# Jobs
1. According to the Rule 10b-5 passage, what four elements must a plaintiff show to establish a violation of Rule 10b-5(a) and (c)?
2. Carry the Rule 10b-5 passage forward with a paragraph that begins after its final sentence.

::: Source text

To establish a violation of Rule 10b-5(a) and (c), a plaintiff must show "(1) that the defendant committed a deceptive or manipulative act, (2) in furtherance of the alleged scheme to defraud, (3) with scienter, and (4) reliance." Taylor, 943 F. Supp. 2d at 401 (quoting In re Alstom SA, 406 F. Supp. 2d 433, 474 (S.D.N.Y. 2005)). A plaintiff must specify "what manipulative acts were performed, which defendant performed them, when the manipulative acts were performed, and what effect the scheme had on the market for the securities at issue." Id. (quoting Gurfein v. Ameritrade, Inc., 411 F. Supp. 2d 416, 425 (S.D.N.Y. 2006)) (quotation marks omitted). FRCP 9(b) further requires that "in alleging fraud or mistake, a party must state with particularity the circumstances constituting fraud or mistake."
As a threshold matter, the Court must address what cause of action Plaintiff's sixth claim alleges. There is apparent confusion among the parties—the MetLife Defendants' Motion to Dismiss argues that Plaintiff failed to state a claim under Rule 10b-5(b). ECF No. 17-1 at 16-18. Plaintiff counters that the MetLife Defendants misread the Complaint, and that it actually alleges a claim under Rule 10b-5, subsections (a) and (c). ECF No. 39 at 31. To complicate matters further, the section of the Complaint alleging the sixth claim also states that the corporate MetLife Defendants violated 15 U.S.C. § 78t, seemingly alleging another, different claim. ECF No. 1 ¶ 160. Nonetheless, all of these potential claims fail.
"The plain language of Rule 10b-5 mandates that the proscribed schemes or acts be done 'in connection with the purchase or sale of any security.'" Taylor, 943 F. Supp. 2d at 402 (quoting 17 C.F.R. § 240.10b-5). "Further, the Second Circuit has long recognized that 'Rule [10b-5] impose[s] liability for a proscribed act in connection with the purchase or sale of a security; it is not sufficient to allege that a defendant has committed a proscribed act in a transaction of which the pledge of a security is a part.'" Id. (Chem. Bank v. Arthur Andersen & Co., 726 F.2d 930, 943 (2d Cir. 1984)).

::::::
::: Data section

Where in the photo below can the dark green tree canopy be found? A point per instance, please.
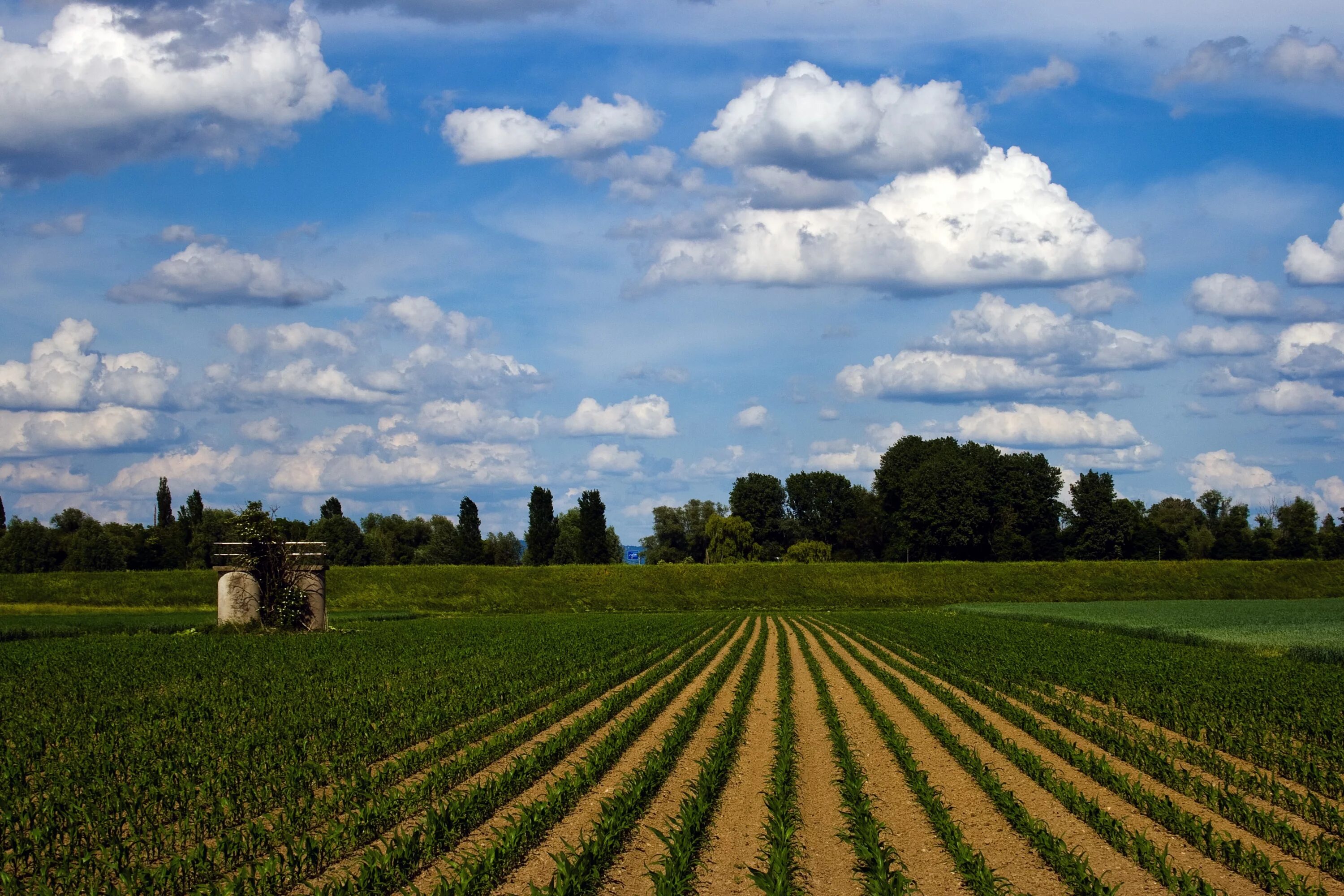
(760, 499)
(471, 547)
(593, 544)
(542, 527)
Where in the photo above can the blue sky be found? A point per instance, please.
(405, 253)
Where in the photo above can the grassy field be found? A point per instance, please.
(1277, 625)
(705, 587)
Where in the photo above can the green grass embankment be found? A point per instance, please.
(709, 587)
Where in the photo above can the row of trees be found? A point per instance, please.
(186, 538)
(948, 500)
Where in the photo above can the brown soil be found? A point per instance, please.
(987, 831)
(827, 860)
(894, 804)
(736, 835)
(444, 864)
(1182, 853)
(1097, 707)
(629, 872)
(541, 866)
(353, 862)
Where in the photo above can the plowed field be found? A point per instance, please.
(881, 753)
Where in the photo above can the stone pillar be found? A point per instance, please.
(238, 597)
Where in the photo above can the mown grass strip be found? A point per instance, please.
(1218, 845)
(1308, 806)
(685, 840)
(1072, 867)
(580, 868)
(877, 863)
(491, 863)
(396, 860)
(779, 857)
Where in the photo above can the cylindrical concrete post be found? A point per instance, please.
(314, 583)
(240, 598)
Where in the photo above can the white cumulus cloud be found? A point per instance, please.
(752, 418)
(1034, 332)
(61, 374)
(1094, 297)
(947, 375)
(1055, 73)
(1311, 264)
(648, 417)
(52, 432)
(1289, 397)
(612, 458)
(107, 85)
(1242, 339)
(1039, 426)
(807, 121)
(1234, 297)
(1000, 224)
(471, 420)
(593, 127)
(213, 275)
(1311, 350)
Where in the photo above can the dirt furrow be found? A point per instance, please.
(982, 824)
(1182, 853)
(827, 860)
(629, 872)
(894, 804)
(539, 866)
(351, 863)
(736, 833)
(1234, 761)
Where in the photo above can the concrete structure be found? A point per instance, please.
(238, 593)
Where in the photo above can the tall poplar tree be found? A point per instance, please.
(542, 528)
(470, 543)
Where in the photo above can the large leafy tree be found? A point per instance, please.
(593, 546)
(542, 527)
(760, 499)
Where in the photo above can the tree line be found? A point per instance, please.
(930, 500)
(948, 500)
(76, 542)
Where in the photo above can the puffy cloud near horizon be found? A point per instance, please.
(1000, 224)
(613, 458)
(1027, 331)
(211, 275)
(1311, 350)
(590, 129)
(752, 418)
(1037, 426)
(108, 85)
(932, 375)
(806, 121)
(1094, 297)
(1242, 339)
(648, 417)
(62, 375)
(1234, 297)
(109, 426)
(1311, 264)
(1057, 73)
(468, 420)
(1291, 397)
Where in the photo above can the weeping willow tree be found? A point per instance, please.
(283, 585)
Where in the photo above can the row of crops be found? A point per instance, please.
(443, 755)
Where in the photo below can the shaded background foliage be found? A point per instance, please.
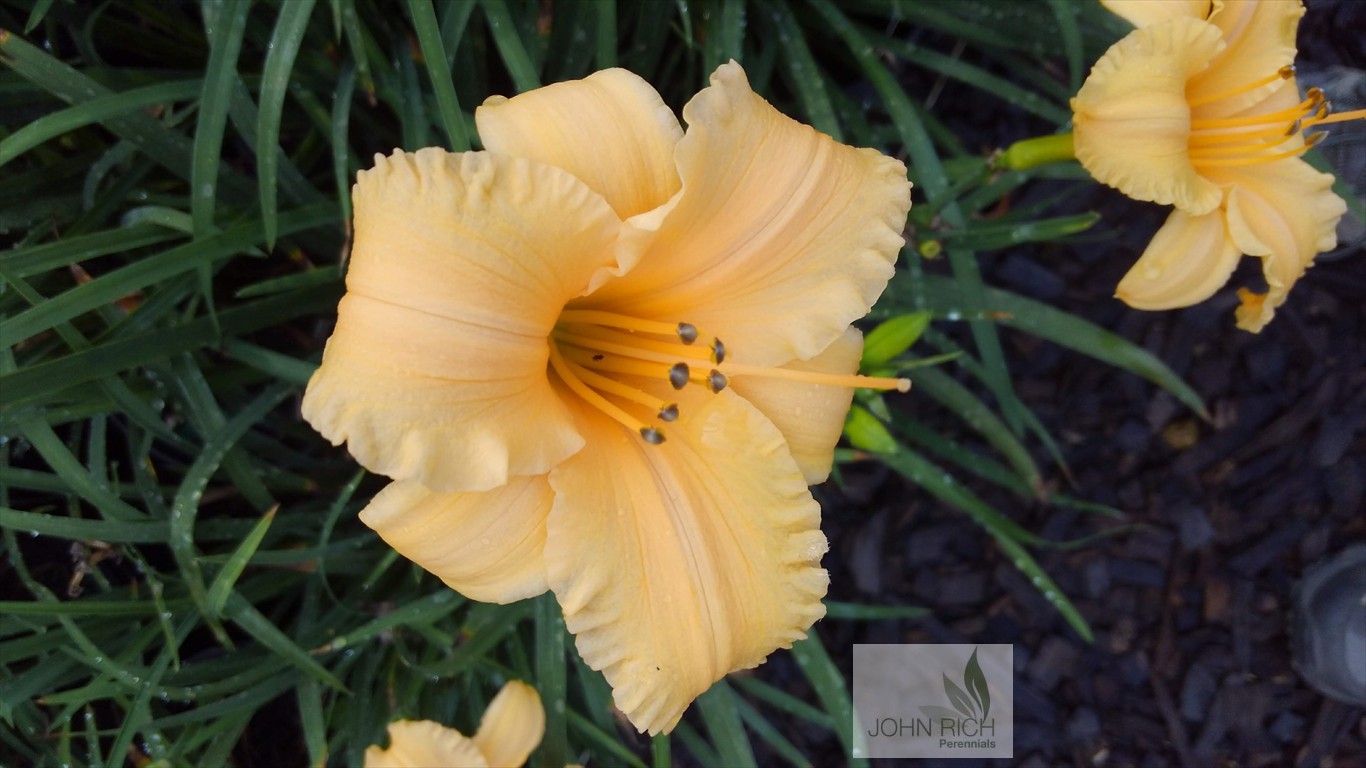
(183, 577)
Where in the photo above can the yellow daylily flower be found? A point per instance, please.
(607, 357)
(1198, 108)
(511, 727)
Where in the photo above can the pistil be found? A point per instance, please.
(593, 350)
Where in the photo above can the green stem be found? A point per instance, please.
(1040, 151)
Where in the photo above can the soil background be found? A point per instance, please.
(1191, 595)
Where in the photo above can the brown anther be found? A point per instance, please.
(687, 332)
(679, 375)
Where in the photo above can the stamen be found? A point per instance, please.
(1254, 159)
(1283, 74)
(623, 321)
(1247, 148)
(592, 398)
(687, 332)
(1340, 116)
(679, 375)
(827, 379)
(1265, 119)
(627, 346)
(614, 387)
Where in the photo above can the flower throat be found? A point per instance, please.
(592, 351)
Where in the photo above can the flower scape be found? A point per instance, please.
(512, 726)
(607, 357)
(1198, 108)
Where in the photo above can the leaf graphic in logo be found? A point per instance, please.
(936, 714)
(958, 698)
(976, 682)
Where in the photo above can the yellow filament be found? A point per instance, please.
(812, 377)
(1280, 118)
(614, 387)
(1284, 73)
(592, 398)
(631, 350)
(1215, 138)
(1337, 118)
(1256, 159)
(623, 321)
(618, 365)
(1243, 148)
(600, 334)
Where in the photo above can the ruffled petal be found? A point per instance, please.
(1144, 12)
(422, 744)
(1189, 258)
(486, 545)
(682, 562)
(779, 238)
(609, 129)
(1284, 212)
(459, 268)
(809, 416)
(1133, 122)
(512, 726)
(1260, 37)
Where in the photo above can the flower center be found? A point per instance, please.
(1250, 140)
(601, 357)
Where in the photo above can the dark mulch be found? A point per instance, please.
(1191, 608)
(1191, 600)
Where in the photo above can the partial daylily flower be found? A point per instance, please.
(511, 727)
(1198, 108)
(607, 357)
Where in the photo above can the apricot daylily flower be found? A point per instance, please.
(607, 357)
(1198, 108)
(510, 730)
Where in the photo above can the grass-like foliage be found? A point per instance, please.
(183, 578)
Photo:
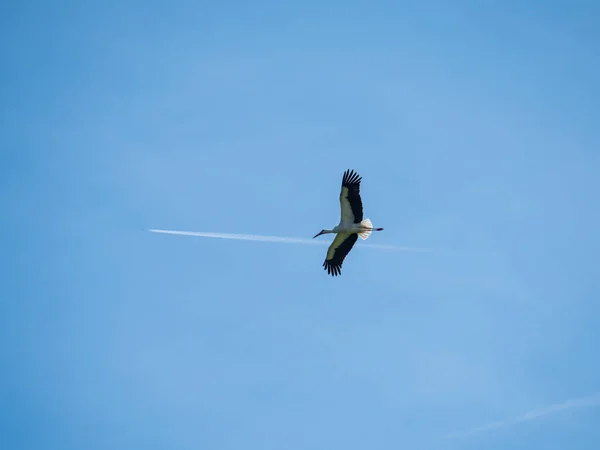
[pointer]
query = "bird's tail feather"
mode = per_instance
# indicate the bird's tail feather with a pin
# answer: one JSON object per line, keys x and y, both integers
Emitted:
{"x": 366, "y": 233}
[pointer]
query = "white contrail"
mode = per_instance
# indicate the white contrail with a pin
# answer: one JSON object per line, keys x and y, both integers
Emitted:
{"x": 284, "y": 240}
{"x": 591, "y": 400}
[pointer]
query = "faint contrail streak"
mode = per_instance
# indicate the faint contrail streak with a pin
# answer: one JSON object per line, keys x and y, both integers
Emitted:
{"x": 591, "y": 400}
{"x": 284, "y": 240}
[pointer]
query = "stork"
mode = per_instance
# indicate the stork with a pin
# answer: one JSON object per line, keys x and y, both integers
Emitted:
{"x": 351, "y": 226}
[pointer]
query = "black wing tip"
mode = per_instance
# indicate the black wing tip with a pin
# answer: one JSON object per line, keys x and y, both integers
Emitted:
{"x": 351, "y": 178}
{"x": 332, "y": 269}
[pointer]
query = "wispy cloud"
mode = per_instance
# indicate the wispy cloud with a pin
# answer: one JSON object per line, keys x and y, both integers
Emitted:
{"x": 284, "y": 240}
{"x": 581, "y": 402}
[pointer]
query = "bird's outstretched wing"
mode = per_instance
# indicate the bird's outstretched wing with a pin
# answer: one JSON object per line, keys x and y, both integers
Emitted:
{"x": 339, "y": 248}
{"x": 350, "y": 201}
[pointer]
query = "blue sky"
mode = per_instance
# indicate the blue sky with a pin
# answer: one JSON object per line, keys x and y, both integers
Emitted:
{"x": 474, "y": 126}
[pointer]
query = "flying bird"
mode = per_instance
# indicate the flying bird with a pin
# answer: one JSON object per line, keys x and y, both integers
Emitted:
{"x": 351, "y": 226}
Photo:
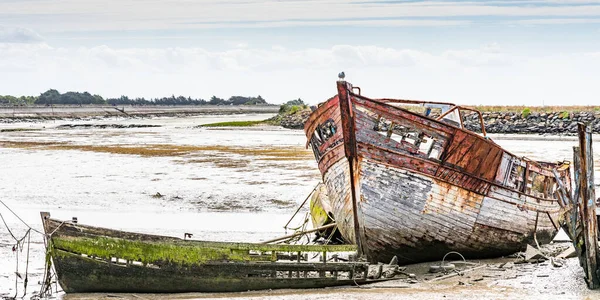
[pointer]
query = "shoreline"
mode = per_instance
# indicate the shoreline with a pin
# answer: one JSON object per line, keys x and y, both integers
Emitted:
{"x": 42, "y": 113}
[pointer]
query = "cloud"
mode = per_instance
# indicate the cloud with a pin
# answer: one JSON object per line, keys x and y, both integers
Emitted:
{"x": 105, "y": 15}
{"x": 18, "y": 35}
{"x": 483, "y": 75}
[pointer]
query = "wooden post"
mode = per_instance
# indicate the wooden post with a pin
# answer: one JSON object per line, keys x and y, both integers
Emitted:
{"x": 350, "y": 149}
{"x": 587, "y": 200}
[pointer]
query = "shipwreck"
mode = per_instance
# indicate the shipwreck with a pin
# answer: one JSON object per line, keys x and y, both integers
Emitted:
{"x": 418, "y": 185}
{"x": 95, "y": 259}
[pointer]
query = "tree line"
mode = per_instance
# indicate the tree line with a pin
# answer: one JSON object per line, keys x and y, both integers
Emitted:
{"x": 52, "y": 97}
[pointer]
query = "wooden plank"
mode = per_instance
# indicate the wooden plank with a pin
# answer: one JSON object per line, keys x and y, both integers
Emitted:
{"x": 588, "y": 205}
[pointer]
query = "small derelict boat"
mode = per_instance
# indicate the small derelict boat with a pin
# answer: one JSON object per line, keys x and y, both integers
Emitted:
{"x": 94, "y": 259}
{"x": 413, "y": 185}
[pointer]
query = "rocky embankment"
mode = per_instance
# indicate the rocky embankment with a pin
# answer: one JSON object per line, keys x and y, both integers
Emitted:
{"x": 499, "y": 122}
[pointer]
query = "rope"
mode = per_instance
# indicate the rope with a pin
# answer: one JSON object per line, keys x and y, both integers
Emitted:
{"x": 46, "y": 288}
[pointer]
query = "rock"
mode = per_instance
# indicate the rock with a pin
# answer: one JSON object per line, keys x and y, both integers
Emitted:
{"x": 570, "y": 252}
{"x": 440, "y": 268}
{"x": 374, "y": 271}
{"x": 533, "y": 253}
{"x": 556, "y": 262}
{"x": 389, "y": 271}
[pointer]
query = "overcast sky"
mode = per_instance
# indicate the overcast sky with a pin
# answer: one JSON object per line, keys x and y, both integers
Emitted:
{"x": 510, "y": 52}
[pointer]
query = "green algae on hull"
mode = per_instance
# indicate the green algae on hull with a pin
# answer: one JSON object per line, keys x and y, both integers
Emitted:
{"x": 95, "y": 259}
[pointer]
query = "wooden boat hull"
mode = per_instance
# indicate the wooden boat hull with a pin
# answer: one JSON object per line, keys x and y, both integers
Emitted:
{"x": 94, "y": 259}
{"x": 459, "y": 193}
{"x": 78, "y": 274}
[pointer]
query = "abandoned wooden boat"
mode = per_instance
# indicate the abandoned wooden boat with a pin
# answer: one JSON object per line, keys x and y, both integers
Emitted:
{"x": 408, "y": 184}
{"x": 94, "y": 259}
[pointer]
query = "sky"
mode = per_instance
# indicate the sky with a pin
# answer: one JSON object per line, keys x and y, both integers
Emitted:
{"x": 496, "y": 52}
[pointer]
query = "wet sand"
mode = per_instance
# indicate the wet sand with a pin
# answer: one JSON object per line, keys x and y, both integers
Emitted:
{"x": 11, "y": 114}
{"x": 224, "y": 184}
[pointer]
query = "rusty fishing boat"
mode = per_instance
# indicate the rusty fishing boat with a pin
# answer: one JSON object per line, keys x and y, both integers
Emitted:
{"x": 417, "y": 185}
{"x": 95, "y": 259}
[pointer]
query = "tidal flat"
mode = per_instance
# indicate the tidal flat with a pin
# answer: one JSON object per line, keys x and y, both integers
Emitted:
{"x": 223, "y": 184}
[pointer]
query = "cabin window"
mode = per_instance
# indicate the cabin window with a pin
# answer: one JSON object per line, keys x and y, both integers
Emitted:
{"x": 517, "y": 174}
{"x": 327, "y": 129}
{"x": 409, "y": 139}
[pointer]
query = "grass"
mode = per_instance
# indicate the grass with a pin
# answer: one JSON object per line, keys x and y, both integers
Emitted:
{"x": 18, "y": 129}
{"x": 233, "y": 124}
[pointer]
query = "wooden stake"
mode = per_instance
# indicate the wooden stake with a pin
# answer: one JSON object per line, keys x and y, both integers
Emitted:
{"x": 587, "y": 200}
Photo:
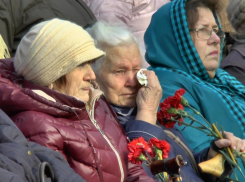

::::::

# Answers for the tasks
1. The defendant committed a deceptive or manipulative act, in furtherance of the alleged scheme to defraud, with scienter, and the plaintiff relied on it.

2.
"Typically, a plaintiff satisfies the 'in connection with' requirement when 'the fraud alleged is that the plaintiff bought or sold a security in reliance on misrepresentations as to its value.'" Charles Schwab Corp. v. Bank of America Corp., 883 F.3d 68, 96 (2d Cir. 2018) (quoting In re Ames Dep't Stores Inc. Stock Litig., 991 F.2d 953, 967 (2d Cir. 1993)). "A claim fails where the plaintiff does 'not allege that [a defendant] misled him concerning the value of the securities he sold or the consideration he received in return.'" Id. (quoting Saxe v. E.F. Hutton & Co., 789 F.2d 105, 108 (2d Cir. 1986)). "The purpose of . . . Rule 10b-5 is to protect persons who are deceived in securities transactions—to make sure that buyers of securities get what they think they are getting and that sellers of securities are not tricked into parting with something for a price known to the buyer to be inadequate or for a consideration known to the buyer not to be what it purports to be." Chem. Bank, 726 F.2d at 943.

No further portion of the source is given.